Work task: The complete listing should be copied out exactly.
##### Provided material
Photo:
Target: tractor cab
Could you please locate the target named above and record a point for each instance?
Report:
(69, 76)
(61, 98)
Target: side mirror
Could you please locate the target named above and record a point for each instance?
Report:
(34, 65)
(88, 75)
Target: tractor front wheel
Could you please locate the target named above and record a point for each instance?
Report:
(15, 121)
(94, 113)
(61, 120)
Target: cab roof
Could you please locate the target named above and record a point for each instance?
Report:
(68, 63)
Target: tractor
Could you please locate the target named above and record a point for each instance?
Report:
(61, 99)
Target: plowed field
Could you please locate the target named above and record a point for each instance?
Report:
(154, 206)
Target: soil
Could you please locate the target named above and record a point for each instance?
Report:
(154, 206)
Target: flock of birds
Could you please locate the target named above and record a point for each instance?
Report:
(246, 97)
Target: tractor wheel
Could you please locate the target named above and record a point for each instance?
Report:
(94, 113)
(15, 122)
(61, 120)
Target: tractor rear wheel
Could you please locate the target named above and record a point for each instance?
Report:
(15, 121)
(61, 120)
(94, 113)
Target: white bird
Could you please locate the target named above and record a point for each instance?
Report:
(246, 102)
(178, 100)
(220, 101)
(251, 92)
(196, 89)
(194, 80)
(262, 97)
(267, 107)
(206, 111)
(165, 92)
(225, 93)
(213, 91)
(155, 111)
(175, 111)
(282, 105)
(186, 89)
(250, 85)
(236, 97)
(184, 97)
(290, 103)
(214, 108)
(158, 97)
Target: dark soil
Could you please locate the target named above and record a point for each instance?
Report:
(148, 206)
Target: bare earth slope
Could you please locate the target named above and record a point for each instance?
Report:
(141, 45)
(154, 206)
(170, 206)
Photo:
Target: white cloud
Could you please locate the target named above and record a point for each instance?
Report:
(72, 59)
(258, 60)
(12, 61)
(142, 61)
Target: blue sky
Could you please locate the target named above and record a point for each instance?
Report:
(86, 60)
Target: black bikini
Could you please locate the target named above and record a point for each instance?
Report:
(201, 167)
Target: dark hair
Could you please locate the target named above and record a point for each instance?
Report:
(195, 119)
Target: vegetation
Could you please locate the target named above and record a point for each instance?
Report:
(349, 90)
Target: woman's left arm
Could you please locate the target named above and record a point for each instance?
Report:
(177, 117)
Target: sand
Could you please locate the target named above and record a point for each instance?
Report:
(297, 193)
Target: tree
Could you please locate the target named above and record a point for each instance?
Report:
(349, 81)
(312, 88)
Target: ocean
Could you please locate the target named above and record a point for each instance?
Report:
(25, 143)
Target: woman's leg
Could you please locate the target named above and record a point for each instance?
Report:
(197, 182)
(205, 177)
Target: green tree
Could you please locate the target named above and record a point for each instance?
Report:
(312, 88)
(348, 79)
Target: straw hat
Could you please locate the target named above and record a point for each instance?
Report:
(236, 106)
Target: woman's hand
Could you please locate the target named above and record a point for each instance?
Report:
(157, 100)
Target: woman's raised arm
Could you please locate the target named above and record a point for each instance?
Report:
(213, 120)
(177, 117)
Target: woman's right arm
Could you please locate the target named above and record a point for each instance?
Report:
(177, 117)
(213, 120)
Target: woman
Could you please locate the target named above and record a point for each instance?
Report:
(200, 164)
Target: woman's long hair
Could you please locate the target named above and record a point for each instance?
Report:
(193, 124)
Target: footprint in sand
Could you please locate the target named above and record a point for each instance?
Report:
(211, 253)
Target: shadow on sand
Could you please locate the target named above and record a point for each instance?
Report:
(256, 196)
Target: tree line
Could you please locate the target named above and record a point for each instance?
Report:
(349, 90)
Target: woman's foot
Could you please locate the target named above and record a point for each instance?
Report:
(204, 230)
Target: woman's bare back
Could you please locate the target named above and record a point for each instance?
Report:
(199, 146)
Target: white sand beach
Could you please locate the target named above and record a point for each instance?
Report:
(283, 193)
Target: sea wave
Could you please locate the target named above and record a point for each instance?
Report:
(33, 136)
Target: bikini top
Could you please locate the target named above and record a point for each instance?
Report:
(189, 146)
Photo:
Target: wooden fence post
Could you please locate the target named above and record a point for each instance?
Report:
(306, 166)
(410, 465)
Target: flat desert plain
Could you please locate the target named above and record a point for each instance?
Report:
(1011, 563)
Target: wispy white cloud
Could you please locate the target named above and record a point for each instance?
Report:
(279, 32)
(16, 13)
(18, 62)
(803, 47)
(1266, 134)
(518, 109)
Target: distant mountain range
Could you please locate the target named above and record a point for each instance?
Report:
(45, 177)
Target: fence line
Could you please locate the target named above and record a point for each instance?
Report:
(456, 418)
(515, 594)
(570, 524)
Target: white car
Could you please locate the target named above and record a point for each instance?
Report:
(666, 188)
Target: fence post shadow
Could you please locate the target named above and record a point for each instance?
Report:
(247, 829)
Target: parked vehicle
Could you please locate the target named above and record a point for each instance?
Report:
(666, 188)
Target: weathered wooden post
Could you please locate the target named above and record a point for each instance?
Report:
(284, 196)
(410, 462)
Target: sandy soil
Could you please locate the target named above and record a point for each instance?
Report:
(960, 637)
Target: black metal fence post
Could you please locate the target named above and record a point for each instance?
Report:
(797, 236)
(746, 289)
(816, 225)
##########
Output for this task:
Photo:
Target: tractor cab
Could you please locate the target named above and record a point for each instance?
Report:
(69, 76)
(61, 98)
Target: side mirror
Could you please locate the target named above and record a point for each instance?
Report:
(34, 65)
(88, 75)
Target: tractor front wheel
Could you please locate the target named above and record a point for each instance?
Report:
(15, 121)
(94, 113)
(61, 120)
Target: cab roof
Could you please locate the target named above and record a point for each instance?
Report:
(68, 63)
Target: tractor
Could you please locate the target named above and record a point for each instance?
Report:
(61, 99)
Target: plowed field
Could you please locate the target named above and record a point for each instance?
Report:
(154, 206)
Target: soil
Could you please locate the target named above and record a point for each instance?
Report:
(154, 206)
Target: flock of birds
Could you please locate the target named above and record a point for each instance?
Report:
(246, 97)
Target: tractor wheel
Could you please locate the target named above and record a point for each instance?
Report:
(94, 113)
(15, 122)
(61, 120)
Target: tractor rear wheel
Could you please locate the target named above and record a point for each instance?
Report:
(15, 121)
(61, 120)
(94, 113)
Target: white bird
Could you please locate the target named above and record a point for each instance?
Report:
(246, 102)
(178, 100)
(220, 101)
(251, 92)
(196, 89)
(194, 80)
(262, 97)
(267, 107)
(206, 111)
(165, 92)
(225, 93)
(213, 91)
(155, 111)
(175, 111)
(282, 105)
(186, 89)
(250, 85)
(236, 97)
(184, 97)
(290, 103)
(214, 108)
(158, 97)
Target: dark soil
Could you please locate the target named above and record a point for each instance?
Report:
(148, 206)
Target: bare earth slope
Could you please locate the target named above and record a point for each instance?
Report:
(141, 45)
(154, 206)
(170, 206)
Photo:
Target: white cloud
Could you please locate the target named above and record a point for each instance?
Report:
(72, 59)
(258, 60)
(12, 61)
(142, 61)
Target: blue sky
Could you please locate the target named above and record a point for each instance?
Report:
(86, 60)
Target: black bikini
Could you please locate the target named above and record a point for each instance?
Report:
(201, 167)
Target: dark hair
Could you please locate the target named above and record a point for each instance?
Report:
(195, 119)
Target: vegetation
Could you please locate the target named above and record a point for each instance?
Report:
(349, 90)
Target: woman's left arm
Could you please locate the target named above and record a point for each instance?
Report:
(177, 117)
Target: sand
Could you please locate the target named above and record a point for each instance?
Report:
(297, 193)
Target: tree
Could you please locate the target named above and record a point for each instance?
Report:
(349, 81)
(312, 88)
Target: ocean
Could you please locate the target named above and record a point for each instance?
Report:
(25, 143)
Target: woman's leg
Could you please locate the target named above and record a point for each instance?
Report:
(197, 182)
(205, 177)
Target: green tree
Could you please locate the target named above and record a point for each instance?
Report:
(312, 88)
(348, 79)
Target: straw hat
Could you please locate the target named above and record a point for each instance?
Report:
(236, 106)
Target: woman's hand
Could you please locate the target named above and record a point for each instance?
Report:
(157, 100)
Target: woman's raised arm
Could you please locate the target named above and record a point for each instance?
Report:
(213, 120)
(177, 117)
Target: woman's right arm
Could you please locate the target named above and record a point for each instance?
Report:
(177, 117)
(213, 120)
Target: woman
Could you please locate the target named above and record a point for each instance?
Report:
(200, 164)
Target: woman's long hair
Could you please locate the target named above and record a point for each instance?
Report:
(193, 124)
Target: footprint in sand
Could you please locate the target named above and record a point for each instance?
Report:
(211, 253)
Target: shadow on sand
Could you please locate the target named above and record a point for each instance?
Report:
(256, 196)
Target: tree line
Could you please locate the target named above and record a point for each instance?
Report:
(349, 90)
Target: woman's foot
Could you please locate the target named above and record a point for each instance?
Report:
(204, 230)
Target: woman's bare back
Could you please locate the target named above and record a point for each instance?
Report:
(199, 146)
Target: white sand beach
Could you please locate the target named above and record a point for each instance?
Report:
(283, 193)
Target: sea wave
Could you please locate the target named above and record a point for each instance?
Report:
(33, 136)
Target: bikini top
Could you please locate the target named above and record a point for each instance?
Report:
(189, 146)
Photo:
Target: wooden fence post
Could you please locate the target named above and record a point for each instance?
Report:
(306, 166)
(410, 465)
Target: flat desert plain
Could you please locate the target named above and record a point for each instance?
Report:
(1011, 563)
Target: wispy white cloud
Could you please locate the target named above and record a point for each instance?
Report:
(279, 32)
(16, 13)
(18, 62)
(803, 47)
(1266, 134)
(518, 109)
Target: distant mountain range
Could you please locate the target named above and record a point for each instance?
Report:
(45, 177)
Target: fence line
Could you please locate the target named above and record a point for each instance?
Report:
(456, 418)
(515, 594)
(570, 524)
Target: white car
Could you please locate the target named above and record a point for each instance?
Report:
(666, 188)
Target: fence post shadow
Could you please locate the target named above and record a point for each instance?
Report:
(247, 829)
Target: parked vehicle
Could you please locate the target named above and record a point for each instance?
Report:
(666, 188)
Target: weathered wooden post
Could you please locate the target named above and record a point for each instance?
Report:
(284, 196)
(410, 462)
Target: sandy soil
Could you please locate the target named above and record a point for each instance?
Report:
(960, 637)
Target: black metal fence post
Could you please locate the target named above and record a point for each instance?
Report:
(797, 236)
(746, 289)
(816, 225)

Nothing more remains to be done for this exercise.